### Kutipan Pilihan
::::::

Skip to content
UWUG MENGWI
UWUG MENGWI
Setelah runtuhnya Gelgel (1651-1686) dan munculnya Asta Nagara, kerajaan Mengwi merupakan salah satu kerajaan besar di Bali. Wilayah kekuasaannya membentang luas sampai ke ujung barat pulau Bali, bahkan melampaui selat Bali sampai ke Blangbangan.
Tapi pada tahun 1891, kerajaan besar ini runtuh. Mengapa kerajaan Mengwi bisa runtuh? Berikut catatan sejarah yang diambil dari beberapa sumber: Pertama, buku karya Dr. Mr. Ide Anak Agung Gde Agung, Bali Abad XIX, Perjuangan Rakyat dan Raja-Raja Menentang Kolonialisme Belanda, 1808-1908 yang diterbitkan oleh Gadjah Mada University Press tahun 1989. Kedua, karya Henk Schulte Nordholt, The Spell of Power, Sejarah Politik Bali 1650-1940, Pustaka Larasan, 2009. Ketiga, hasil penelitian Nyoman Wijaya, Menepis Awan, Puri Kauhan Ubud di Balik Layar Sejarah Bali, tidak dipublikasikan.
Kemelut di Mengwi
Dimulai dari kemelut yang terjadi di internal kerajaan Mengwi. Pada tahun 1883 kekacauan memuncak dengan tajamnya konflik antara Raja Gusti Agung Made Agung di Puri Gede, Agung Pekel di Puri Anyar, Agung Kerug dengan Adipati Gusti Agung Made Alangkajeng (Nordholt menyebut namanya Agung Made Raka yang berdiam di Puri Mayun).
Akibat konflik tersebut, Gusti Agung Made Alangkajeng dan Sagung Oka istrinya meninggalkan Mengwi menetap di Badung dengan membawa sejumlah pusaka. Mengapa di Badung? Karena Sagung Oka, istri Gusti Agung Made Alangkajeng adalah seorang puteri dari kerajaan Badung. Hal tersebut menimbulkan ketegangan yang semakin tajam antara kerajaan Mengwi dengan kerajaan Badung.

::::::

### Daftar yang Diberikan
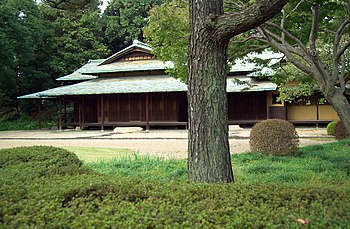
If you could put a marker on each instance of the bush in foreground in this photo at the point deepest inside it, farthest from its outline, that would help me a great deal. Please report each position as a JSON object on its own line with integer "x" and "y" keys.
{"x": 274, "y": 137}
{"x": 340, "y": 131}
{"x": 83, "y": 199}
{"x": 330, "y": 127}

::::::

### Tugas Latihan
Lanjutkan teks sejarah tentang runtuhnya kerajaan Mengwi di atas, mulai setelah kalimat terakhirnya.

### Jawaban Latihan
Setelah Gusti Agung Alangkajeng pergi, jabatan Adipati (patih) Mengwi dipegang oleh Agung Kerug, anak kandungnya, yang juga berdiam di Puri Anyar. Agung Kerug dan Agung Pekel akhirnya berkoalisi untuk memegang kendali pemerintahan. Dimasa Agung Kerug dan Agung Pekel, Mengwi juga terlibat dalam pusaran krisis yang terjadi di Kerajaan Gianyar. Pada tahun 1885, pasukan Mengwi menduduki wilayah barat daya kerajaan Gianyar, untuk membantu intervensi militer Klungkung, Bangli dan Badung ke wilayah Gianyar.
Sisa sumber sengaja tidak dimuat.